(Natural language region descriptions)
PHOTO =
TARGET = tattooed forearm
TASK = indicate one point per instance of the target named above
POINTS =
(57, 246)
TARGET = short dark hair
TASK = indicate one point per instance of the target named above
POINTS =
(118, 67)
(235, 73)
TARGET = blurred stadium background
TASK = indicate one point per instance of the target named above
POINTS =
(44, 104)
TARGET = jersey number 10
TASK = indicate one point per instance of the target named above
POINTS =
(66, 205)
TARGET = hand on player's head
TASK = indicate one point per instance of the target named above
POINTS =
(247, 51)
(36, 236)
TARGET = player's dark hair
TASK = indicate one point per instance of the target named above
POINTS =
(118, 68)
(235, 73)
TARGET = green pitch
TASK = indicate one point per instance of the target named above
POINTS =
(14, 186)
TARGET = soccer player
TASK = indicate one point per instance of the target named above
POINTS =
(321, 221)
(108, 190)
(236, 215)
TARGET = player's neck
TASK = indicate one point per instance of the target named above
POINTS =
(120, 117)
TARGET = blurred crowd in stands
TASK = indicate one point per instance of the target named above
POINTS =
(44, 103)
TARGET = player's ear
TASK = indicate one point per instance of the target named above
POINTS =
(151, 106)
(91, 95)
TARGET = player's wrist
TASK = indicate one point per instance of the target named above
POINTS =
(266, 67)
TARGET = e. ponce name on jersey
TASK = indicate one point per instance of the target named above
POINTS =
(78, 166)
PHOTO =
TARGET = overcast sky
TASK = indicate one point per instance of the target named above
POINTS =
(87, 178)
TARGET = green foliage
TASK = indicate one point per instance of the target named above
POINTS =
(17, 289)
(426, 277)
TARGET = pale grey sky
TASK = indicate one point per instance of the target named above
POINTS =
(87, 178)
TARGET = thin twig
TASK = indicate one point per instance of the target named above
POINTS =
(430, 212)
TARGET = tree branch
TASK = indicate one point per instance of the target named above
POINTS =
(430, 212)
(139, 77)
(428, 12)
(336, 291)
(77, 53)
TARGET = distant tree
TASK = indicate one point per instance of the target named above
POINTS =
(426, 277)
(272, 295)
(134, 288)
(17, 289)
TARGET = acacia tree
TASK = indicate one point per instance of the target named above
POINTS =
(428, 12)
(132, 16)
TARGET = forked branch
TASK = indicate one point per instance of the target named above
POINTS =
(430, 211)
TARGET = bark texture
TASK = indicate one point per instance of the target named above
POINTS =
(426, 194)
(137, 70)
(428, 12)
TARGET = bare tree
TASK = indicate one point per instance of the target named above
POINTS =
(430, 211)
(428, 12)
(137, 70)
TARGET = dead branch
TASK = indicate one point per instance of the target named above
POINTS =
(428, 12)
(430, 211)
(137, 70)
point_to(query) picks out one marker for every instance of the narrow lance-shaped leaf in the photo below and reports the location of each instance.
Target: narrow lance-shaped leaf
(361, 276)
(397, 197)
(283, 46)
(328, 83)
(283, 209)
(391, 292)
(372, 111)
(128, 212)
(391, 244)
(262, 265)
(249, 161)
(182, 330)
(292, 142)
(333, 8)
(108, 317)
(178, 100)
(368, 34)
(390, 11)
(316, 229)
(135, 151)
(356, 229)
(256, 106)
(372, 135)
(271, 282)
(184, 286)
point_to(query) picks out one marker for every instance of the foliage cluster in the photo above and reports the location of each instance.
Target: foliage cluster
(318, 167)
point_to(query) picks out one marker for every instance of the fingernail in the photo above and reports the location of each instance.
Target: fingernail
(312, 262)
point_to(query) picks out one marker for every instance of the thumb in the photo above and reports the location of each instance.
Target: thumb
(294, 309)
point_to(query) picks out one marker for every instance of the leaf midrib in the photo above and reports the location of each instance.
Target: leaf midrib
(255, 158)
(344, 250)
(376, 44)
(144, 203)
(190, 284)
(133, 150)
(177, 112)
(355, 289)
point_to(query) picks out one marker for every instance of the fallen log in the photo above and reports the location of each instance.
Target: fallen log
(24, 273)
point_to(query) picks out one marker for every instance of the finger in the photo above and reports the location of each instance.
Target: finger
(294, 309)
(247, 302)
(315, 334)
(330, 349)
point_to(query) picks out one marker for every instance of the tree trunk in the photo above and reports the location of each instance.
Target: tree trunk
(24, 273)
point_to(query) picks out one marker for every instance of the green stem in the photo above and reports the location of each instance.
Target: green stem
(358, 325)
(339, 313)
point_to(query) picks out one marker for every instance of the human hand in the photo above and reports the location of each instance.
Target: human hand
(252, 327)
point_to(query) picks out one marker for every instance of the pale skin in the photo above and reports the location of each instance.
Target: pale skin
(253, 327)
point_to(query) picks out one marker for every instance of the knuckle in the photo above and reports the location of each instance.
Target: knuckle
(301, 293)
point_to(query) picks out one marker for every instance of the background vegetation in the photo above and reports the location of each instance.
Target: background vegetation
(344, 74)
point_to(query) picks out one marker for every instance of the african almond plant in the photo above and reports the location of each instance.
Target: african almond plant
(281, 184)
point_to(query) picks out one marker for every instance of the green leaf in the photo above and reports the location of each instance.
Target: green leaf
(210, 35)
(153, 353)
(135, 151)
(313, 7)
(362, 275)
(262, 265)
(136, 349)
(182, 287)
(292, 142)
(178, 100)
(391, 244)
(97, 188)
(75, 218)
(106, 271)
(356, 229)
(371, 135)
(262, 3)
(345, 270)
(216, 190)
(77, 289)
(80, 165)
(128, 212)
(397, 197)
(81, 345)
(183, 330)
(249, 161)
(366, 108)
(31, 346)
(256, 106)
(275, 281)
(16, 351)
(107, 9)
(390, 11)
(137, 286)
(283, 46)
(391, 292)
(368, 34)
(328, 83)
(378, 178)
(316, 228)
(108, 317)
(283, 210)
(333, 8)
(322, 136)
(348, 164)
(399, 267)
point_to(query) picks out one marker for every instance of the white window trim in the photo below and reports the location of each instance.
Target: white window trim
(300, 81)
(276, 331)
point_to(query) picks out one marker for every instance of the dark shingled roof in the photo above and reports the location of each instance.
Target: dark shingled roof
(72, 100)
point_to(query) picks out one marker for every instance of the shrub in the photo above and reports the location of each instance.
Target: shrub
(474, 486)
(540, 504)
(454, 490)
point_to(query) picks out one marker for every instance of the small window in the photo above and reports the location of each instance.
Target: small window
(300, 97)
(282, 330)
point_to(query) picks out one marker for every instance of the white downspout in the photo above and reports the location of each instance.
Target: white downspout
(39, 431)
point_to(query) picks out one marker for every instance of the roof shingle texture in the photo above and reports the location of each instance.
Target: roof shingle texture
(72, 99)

TASK PROMPT:
Give back every entry above, complete and exact.

SOLUTION TO THE EXERCISE:
PHOTO =
TARGET = tattooed forearm
TASK = indicate one point per instance of the target named above
POINTS =
(57, 246)
TARGET = short dark hair
TASK = indicate one point per instance of the target named above
POINTS =
(118, 67)
(235, 73)
TARGET = blurred stadium background
TASK = indicate one point per instance of the target named above
POINTS =
(44, 104)
TARGET = jersey number 10
TASK = indicate one point per instance of the target named above
POINTS =
(66, 205)
TARGET = hand on player's head
TASK = indicate one point per instance of the target named above
POINTS =
(247, 51)
(36, 236)
TARGET = player's dark hair
TASK = indicate one point per instance of the target named above
POINTS =
(118, 68)
(235, 73)
TARGET = green pitch
TASK = indicate one point per instance of the target named above
POINTS =
(14, 186)
TARGET = soccer player
TASK = indicate one point per instance of the target named above
POINTS =
(321, 221)
(108, 190)
(236, 215)
TARGET = player's neck
TASK = indicate one point per instance of the target named above
POINTS =
(120, 117)
TARGET = blurred crowd in stands
TASK = indicate one point per instance of the target named above
POINTS =
(44, 103)
TARGET = player's ear
TASK = indicate one point per instance of the target named above
POINTS =
(151, 106)
(91, 95)
TARGET = player's wrist
TASK = indicate one point per instance of the target named above
POINTS =
(266, 67)
TARGET = e. ponce name on jersey
TASK = indicate one point per instance of the target named above
POINTS =
(78, 166)
PHOTO =
TARGET = overcast sky
TASK = indicate one point per instance of the target named above
POINTS =
(87, 178)
TARGET = green foliage
TASK = indicate one point per instance of the target named above
POINTS =
(17, 289)
(426, 277)
TARGET = pale grey sky
TASK = indicate one point per instance of the target named above
POINTS =
(87, 178)
TARGET = thin twig
TASK = indicate one point per instance of the target named above
POINTS =
(430, 212)
TARGET = tree branch
TASK = indicate one point per instance of the target named above
POINTS =
(430, 212)
(139, 77)
(428, 12)
(336, 291)
(77, 53)
TARGET = distant tree
TASK = indicate one point per instance of the target named above
POINTS =
(426, 277)
(272, 295)
(134, 288)
(17, 289)
TARGET = acacia tree
TASK = indicate one point per instance of the target named above
POINTS =
(428, 12)
(132, 16)
TARGET = forked branch
TASK = indicate one point per instance of the target named above
POINTS =
(430, 211)
TARGET = bark texture
TASK = indicate one point per instance of the target named above
POINTS =
(426, 194)
(137, 70)
(428, 12)
TARGET = bare tree
TASK = indicate one point per instance of the target named above
POINTS =
(430, 211)
(428, 12)
(137, 70)
TARGET = dead branch
TASK = indicate one point per instance of the target named above
POINTS =
(428, 12)
(430, 211)
(137, 70)
point_to(query) picks out one marker for every instance of the narrow lance-shaped leaf in the photo below and reports the location of each instance.
Target: narrow lance-shaped leaf
(361, 276)
(397, 197)
(283, 46)
(328, 83)
(283, 209)
(391, 292)
(372, 111)
(128, 212)
(391, 244)
(262, 265)
(249, 161)
(182, 330)
(292, 142)
(333, 8)
(108, 317)
(178, 100)
(368, 34)
(390, 11)
(316, 229)
(135, 151)
(356, 229)
(256, 106)
(372, 135)
(271, 282)
(184, 286)
point_to(query) picks out one marker for every instance of the foliage cluster in the photo above and reports the location of each instance.
Target: foliage cluster
(318, 167)
point_to(query) picks out one marker for every instance of the fingernail in the photo above and reports the location of each instance.
Target: fingernail
(312, 262)
point_to(query) picks out one marker for every instance of the thumb in the photo above and reports the location of each instance.
Target: thumb
(294, 309)
point_to(query) picks out one marker for every instance of the leaf midrib in the photo above and reports the location of each instance.
Target: leaf midrib
(255, 158)
(344, 250)
(376, 44)
(144, 203)
(190, 284)
(133, 150)
(177, 112)
(355, 289)
point_to(query) picks out one marker for every instance of the fallen log in the photo above and reports the location of each instance.
Target: fallen log
(24, 273)
point_to(query) picks out one marker for every instance of the finger in the photo above and reports the location of each instance.
Target: finger
(294, 309)
(247, 302)
(315, 334)
(330, 349)
point_to(query) picks out one marker for every instance of the tree trunk in the photo above and reports the location of each instance.
Target: tree trunk
(24, 273)
point_to(query) picks out one marker for every instance of the green stem in the photo above and reports the location of each instance.
Target: green stem
(358, 325)
(339, 313)
point_to(query) picks out one marker for every instance of the human hand in the photo above and reports the location of each instance.
Target: human hand
(252, 327)
point_to(query) picks out one marker for every instance of the pale skin in the photo above and reports the location of each instance.
Target: pale skin
(253, 327)
point_to(query) picks out one marker for every instance of the knuckle in the photo above and reports the location of each instance.
Target: knuckle
(301, 293)
point_to(query) picks out one marker for every instance of the background vegetation in the photo above and reports the location of each instance.
Target: background vegetation
(344, 74)
point_to(query) picks out one marker for every instance of the african almond plant in the photo above and reports the location of each instance.
Target: african almond plant
(281, 184)
point_to(query) picks out one marker for every instance of the green leaf in the photo above and reports the location of each instance.
Target: green leaf
(210, 35)
(153, 353)
(135, 151)
(313, 7)
(362, 275)
(262, 265)
(136, 349)
(182, 287)
(292, 142)
(178, 100)
(391, 244)
(97, 188)
(75, 218)
(106, 271)
(356, 229)
(371, 135)
(262, 3)
(345, 270)
(216, 190)
(77, 289)
(80, 165)
(128, 212)
(397, 197)
(81, 345)
(183, 330)
(249, 161)
(366, 108)
(31, 346)
(256, 106)
(275, 281)
(16, 351)
(107, 9)
(390, 11)
(137, 286)
(283, 46)
(391, 292)
(368, 34)
(328, 83)
(378, 178)
(316, 228)
(108, 317)
(283, 210)
(333, 8)
(322, 136)
(348, 164)
(399, 267)
point_to(query) picks out one marker for every instance of the white window trim in the photo below and reports the location of each instance.
Target: white window trim
(300, 81)
(276, 331)
point_to(query) picks out one marker for every instance of the dark shingled roof in the photo above and reports the location of each instance.
Target: dark shingled roof
(72, 100)
point_to(query) picks out one marker for every instance of the shrub in the photo above and reports the location of each instance.
Target: shrub
(474, 486)
(540, 504)
(454, 490)
point_to(query) picks out one marker for every instance of the small window in the photo above and reports the location of each instance.
Target: small window
(300, 97)
(282, 330)
point_to(query) picks out one marker for every instance of the white downspout in the photo above and reports the location of each instance.
Target: white downspout
(39, 431)
point_to(query) picks out one marker for every instance of the roof shingle texture in the photo above and reports the location of each instance.
Target: roof shingle texture
(72, 99)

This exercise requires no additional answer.